Photo credit: Rex Shutterstock
Photo credit: Rex Shutterstock

From Digital Spy

When you're rushing to catch a plane or train, wheelie suitcases can't half slow you down, rocking from side to side before they humiliatingly topple over – and you miss whatever it is you're running for.

Now, just in time for holiday season, scientists have answered our travel prayers and told us how to stop it happening. Apparently, it's to do with how we're walking…

Researchers in France studied a model suitcase on a treadmill to find out exactly what happens when a wheeled suitcase travels at high speed, the BBC reports. They discovered that if a regular side-to-side swing develops, going faster led to smaller swings.

"Thus, one should accelerate rather than decelerate to attenuate the amplitude of oscillations," they conclude. "A non-experienced suitcase puller would not react this way. The outcome should not be dramatic for a suitcase, but it could be troublesome for a trailer towed by a vehicle."

## Exercise set
1. Repeat a passage from the suitcase article word for word, beginning at the words "Now, just in" and stopping after "to smaller swings.".
2. Continue the article on toppling wheeled suitcases, starting right after its last sentence.

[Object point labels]

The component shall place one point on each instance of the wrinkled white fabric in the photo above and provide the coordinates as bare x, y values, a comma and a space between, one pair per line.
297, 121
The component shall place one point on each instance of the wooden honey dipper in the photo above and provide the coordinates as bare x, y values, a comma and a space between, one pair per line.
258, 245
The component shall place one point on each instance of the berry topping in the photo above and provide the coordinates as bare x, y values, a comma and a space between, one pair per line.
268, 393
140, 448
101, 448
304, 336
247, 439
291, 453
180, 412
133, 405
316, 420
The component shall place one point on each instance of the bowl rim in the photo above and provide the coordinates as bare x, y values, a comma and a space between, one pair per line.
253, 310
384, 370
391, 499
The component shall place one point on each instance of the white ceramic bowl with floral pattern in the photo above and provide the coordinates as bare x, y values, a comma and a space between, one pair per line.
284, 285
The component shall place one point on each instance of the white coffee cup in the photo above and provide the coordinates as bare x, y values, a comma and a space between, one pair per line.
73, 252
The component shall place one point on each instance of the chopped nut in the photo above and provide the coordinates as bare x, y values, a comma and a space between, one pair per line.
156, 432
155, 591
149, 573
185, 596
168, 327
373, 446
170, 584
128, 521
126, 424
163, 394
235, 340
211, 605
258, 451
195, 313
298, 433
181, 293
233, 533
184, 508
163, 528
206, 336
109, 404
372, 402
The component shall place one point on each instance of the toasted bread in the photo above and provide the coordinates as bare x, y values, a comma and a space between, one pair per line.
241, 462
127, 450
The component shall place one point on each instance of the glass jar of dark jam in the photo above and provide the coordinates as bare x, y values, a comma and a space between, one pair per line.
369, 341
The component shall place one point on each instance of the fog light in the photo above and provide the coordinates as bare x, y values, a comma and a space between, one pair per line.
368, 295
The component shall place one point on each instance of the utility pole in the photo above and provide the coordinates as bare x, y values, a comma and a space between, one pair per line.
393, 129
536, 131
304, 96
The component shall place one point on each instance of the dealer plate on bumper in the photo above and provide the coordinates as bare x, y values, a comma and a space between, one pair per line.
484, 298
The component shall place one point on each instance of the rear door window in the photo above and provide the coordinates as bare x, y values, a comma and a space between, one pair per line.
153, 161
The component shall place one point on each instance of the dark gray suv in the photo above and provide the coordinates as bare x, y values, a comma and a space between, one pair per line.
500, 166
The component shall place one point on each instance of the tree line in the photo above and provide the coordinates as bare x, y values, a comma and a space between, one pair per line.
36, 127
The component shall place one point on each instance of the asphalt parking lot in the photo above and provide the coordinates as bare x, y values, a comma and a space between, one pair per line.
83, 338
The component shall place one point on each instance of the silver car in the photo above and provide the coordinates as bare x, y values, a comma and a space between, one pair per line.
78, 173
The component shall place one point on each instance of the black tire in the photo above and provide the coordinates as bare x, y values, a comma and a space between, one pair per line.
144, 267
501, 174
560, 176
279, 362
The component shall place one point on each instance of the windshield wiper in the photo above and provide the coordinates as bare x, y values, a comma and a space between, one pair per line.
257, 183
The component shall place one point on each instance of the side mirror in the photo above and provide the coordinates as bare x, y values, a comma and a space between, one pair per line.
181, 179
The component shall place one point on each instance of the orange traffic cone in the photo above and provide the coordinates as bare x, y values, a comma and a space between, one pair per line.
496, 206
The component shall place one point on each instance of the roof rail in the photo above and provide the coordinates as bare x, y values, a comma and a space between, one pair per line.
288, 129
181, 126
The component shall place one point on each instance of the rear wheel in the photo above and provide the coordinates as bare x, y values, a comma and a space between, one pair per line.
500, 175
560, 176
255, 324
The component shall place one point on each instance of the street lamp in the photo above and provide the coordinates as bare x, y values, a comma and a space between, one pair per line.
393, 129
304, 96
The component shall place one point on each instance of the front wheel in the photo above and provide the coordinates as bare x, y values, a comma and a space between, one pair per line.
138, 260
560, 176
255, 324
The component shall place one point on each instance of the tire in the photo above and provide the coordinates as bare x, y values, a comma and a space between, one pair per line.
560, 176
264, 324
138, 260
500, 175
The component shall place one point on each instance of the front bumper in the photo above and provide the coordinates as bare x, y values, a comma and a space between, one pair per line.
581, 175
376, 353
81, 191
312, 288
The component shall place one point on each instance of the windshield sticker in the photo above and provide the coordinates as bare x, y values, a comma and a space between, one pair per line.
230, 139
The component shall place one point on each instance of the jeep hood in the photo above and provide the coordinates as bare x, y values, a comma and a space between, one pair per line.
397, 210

## Responses to the exercise
1.
Now, just in time for holiday season, scientists have answered our travel prayers and told us how to stop it happening. Apparently, it's to do with how we're walking…

Researchers in France studied a model suitcase on a treadmill to find out exactly what happens when a wheeled suitcase travels at high speed, the BBC reports. They discovered that if a regular side-to-side swing develops, going faster led to smaller swings.

2.
The results, published in the the journal Royal Society Proceedings A, explain that instability of a two-wheeled bag occurs because the two wheels are fixed together on a rod.

"The friction force at the rolling wheels constrains wheels to roll without slipping," the report states. "This constraint imposes a coupling between the translational motion and the three-dimensional rotational motion of the suitcase that drives the rocking instability."

And this theory applies to more than just bags on wheels.

"The suitcase is a fun way to tackle the problem but the study would be the same for any trolley with two wheels or blades," Sylvain Courrech du Pont of Universite Paris-Diderot, who led the study, told BBC News. "So it will be the same for a caravan or maybe also for airplanes."